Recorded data
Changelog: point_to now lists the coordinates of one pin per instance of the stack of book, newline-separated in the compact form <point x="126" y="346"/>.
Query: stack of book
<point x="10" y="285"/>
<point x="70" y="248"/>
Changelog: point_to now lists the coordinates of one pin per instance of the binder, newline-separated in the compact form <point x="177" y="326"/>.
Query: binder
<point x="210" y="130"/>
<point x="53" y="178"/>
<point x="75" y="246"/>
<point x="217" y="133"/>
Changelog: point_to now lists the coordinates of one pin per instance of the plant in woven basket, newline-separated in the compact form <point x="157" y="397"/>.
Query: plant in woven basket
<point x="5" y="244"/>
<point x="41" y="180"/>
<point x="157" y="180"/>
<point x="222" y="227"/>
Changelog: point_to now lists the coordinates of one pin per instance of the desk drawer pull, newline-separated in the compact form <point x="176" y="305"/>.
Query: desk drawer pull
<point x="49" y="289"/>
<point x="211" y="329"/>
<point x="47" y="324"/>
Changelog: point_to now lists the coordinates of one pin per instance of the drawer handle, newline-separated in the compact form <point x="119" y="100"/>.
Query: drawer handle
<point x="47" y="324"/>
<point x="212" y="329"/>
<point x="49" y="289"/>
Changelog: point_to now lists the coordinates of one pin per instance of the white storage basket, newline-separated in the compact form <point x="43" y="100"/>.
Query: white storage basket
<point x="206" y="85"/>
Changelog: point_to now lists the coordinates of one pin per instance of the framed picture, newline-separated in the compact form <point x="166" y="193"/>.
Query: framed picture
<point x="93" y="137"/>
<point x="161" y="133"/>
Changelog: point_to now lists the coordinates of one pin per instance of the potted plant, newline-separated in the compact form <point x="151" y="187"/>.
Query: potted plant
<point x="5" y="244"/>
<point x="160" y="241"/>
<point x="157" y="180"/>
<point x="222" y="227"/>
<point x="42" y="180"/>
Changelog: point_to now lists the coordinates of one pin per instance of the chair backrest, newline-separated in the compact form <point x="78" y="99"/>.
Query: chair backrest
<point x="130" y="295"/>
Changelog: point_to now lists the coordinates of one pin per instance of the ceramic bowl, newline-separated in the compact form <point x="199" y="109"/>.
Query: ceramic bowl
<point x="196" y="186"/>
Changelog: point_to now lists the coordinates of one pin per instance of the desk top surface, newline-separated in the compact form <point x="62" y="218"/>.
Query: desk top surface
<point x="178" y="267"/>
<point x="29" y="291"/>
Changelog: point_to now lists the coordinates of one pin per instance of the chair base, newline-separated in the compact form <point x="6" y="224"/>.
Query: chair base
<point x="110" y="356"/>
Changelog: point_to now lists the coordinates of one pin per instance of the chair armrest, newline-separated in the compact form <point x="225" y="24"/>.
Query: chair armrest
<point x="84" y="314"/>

== Exercise goal ==
Begin with the line containing "the desk top" and repeat each line exactly until the records above end.

== Solved exercise ==
Changelog: point_to now lists the coordinates of one pin per instance of the desk top surface, newline-separated in the compact form <point x="62" y="218"/>.
Query: desk top surface
<point x="178" y="267"/>
<point x="29" y="291"/>
Changelog: point_to now lists the coordinates of one pin per instance of the chair base, newline-separated in the compact form <point x="6" y="224"/>.
Query: chair base
<point x="110" y="356"/>
Changelog: point_to now lists the coordinates of one pin per instance of the chair armrest, newline-separated in the compact form <point x="225" y="24"/>.
Query: chair armrest
<point x="84" y="314"/>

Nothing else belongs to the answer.